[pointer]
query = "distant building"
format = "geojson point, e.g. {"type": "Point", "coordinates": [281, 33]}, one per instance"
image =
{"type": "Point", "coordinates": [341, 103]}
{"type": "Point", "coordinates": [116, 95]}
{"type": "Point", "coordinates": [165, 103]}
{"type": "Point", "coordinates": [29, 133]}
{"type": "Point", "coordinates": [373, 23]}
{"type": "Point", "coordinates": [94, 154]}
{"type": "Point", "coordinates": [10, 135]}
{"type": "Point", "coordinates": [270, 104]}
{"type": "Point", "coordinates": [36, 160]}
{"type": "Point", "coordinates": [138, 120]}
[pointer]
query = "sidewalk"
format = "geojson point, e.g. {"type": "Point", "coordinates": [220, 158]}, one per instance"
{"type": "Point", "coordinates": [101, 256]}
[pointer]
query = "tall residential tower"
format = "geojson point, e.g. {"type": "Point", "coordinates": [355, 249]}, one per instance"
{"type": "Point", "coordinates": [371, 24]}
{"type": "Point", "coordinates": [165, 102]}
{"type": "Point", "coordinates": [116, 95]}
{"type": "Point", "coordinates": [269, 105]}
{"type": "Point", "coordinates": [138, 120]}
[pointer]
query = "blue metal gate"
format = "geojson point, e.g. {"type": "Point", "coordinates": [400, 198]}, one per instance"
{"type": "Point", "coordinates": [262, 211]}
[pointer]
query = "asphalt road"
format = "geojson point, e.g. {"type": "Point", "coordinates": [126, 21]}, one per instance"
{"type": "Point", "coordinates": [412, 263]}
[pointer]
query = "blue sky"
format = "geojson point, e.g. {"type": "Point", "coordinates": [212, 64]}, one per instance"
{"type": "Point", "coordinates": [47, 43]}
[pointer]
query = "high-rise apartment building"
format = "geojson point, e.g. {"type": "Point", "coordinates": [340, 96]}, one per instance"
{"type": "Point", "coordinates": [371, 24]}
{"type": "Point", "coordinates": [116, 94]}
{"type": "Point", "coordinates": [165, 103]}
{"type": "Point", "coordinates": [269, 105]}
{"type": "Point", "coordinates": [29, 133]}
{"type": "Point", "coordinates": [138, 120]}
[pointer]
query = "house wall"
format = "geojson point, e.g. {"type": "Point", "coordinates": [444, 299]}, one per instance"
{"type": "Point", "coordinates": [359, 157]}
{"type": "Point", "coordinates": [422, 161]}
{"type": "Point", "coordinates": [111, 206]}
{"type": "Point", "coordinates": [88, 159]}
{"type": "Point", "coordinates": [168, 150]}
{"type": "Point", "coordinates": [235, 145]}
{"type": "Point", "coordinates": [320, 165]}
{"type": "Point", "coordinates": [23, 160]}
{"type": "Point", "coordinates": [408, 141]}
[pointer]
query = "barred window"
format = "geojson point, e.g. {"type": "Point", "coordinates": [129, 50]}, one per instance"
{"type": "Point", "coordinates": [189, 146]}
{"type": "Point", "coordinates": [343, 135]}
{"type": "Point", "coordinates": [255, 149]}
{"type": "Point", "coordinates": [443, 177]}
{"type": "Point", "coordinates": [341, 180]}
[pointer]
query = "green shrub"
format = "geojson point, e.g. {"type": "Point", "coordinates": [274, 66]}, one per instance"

• [DO THIS]
Output the whole listing above again, word for word.

• [OUTPUT BELOW]
[pointer]
query = "distant building"
format = "geojson point, e.g. {"type": "Point", "coordinates": [281, 33]}, one per instance"
image =
{"type": "Point", "coordinates": [341, 103]}
{"type": "Point", "coordinates": [116, 95]}
{"type": "Point", "coordinates": [165, 103]}
{"type": "Point", "coordinates": [29, 133]}
{"type": "Point", "coordinates": [373, 23]}
{"type": "Point", "coordinates": [94, 154]}
{"type": "Point", "coordinates": [10, 135]}
{"type": "Point", "coordinates": [270, 104]}
{"type": "Point", "coordinates": [36, 160]}
{"type": "Point", "coordinates": [138, 120]}
[pointer]
query = "sidewalk"
format = "geojson point, e.g. {"type": "Point", "coordinates": [220, 158]}, one per instance"
{"type": "Point", "coordinates": [101, 256]}
[pointer]
query = "tall residential tower"
format = "geojson point, e.g. {"type": "Point", "coordinates": [355, 249]}, one per instance"
{"type": "Point", "coordinates": [371, 24]}
{"type": "Point", "coordinates": [165, 102]}
{"type": "Point", "coordinates": [116, 95]}
{"type": "Point", "coordinates": [269, 105]}
{"type": "Point", "coordinates": [138, 120]}
[pointer]
query = "blue metal gate"
format = "geojson point, e.g. {"type": "Point", "coordinates": [400, 198]}, one per instance"
{"type": "Point", "coordinates": [262, 211]}
[pointer]
query = "asphalt road"
format = "geojson point, e.g. {"type": "Point", "coordinates": [126, 21]}, one per instance"
{"type": "Point", "coordinates": [412, 263]}
[pointer]
query = "blue sky"
format = "geojson point, e.g. {"type": "Point", "coordinates": [212, 64]}, one per instance"
{"type": "Point", "coordinates": [47, 43]}
[pointer]
query = "high-rise apartment building"
format = "geojson point, e.g. {"type": "Point", "coordinates": [340, 96]}, one per instance"
{"type": "Point", "coordinates": [371, 24]}
{"type": "Point", "coordinates": [116, 94]}
{"type": "Point", "coordinates": [165, 103]}
{"type": "Point", "coordinates": [269, 105]}
{"type": "Point", "coordinates": [29, 133]}
{"type": "Point", "coordinates": [138, 120]}
[pointer]
query = "house wall"
format = "geojson point, e.g. {"type": "Point", "coordinates": [444, 299]}, one per instance"
{"type": "Point", "coordinates": [359, 157]}
{"type": "Point", "coordinates": [422, 161]}
{"type": "Point", "coordinates": [111, 206]}
{"type": "Point", "coordinates": [88, 159]}
{"type": "Point", "coordinates": [168, 150]}
{"type": "Point", "coordinates": [235, 145]}
{"type": "Point", "coordinates": [320, 165]}
{"type": "Point", "coordinates": [23, 160]}
{"type": "Point", "coordinates": [408, 141]}
[pointer]
query = "barred window"
format = "geojson point, e.g. {"type": "Point", "coordinates": [129, 50]}, one per instance"
{"type": "Point", "coordinates": [189, 146]}
{"type": "Point", "coordinates": [343, 135]}
{"type": "Point", "coordinates": [255, 149]}
{"type": "Point", "coordinates": [443, 177]}
{"type": "Point", "coordinates": [341, 180]}
[pointer]
query = "green shrub"
format = "geojson point, e.g. {"type": "Point", "coordinates": [274, 66]}, one per instance"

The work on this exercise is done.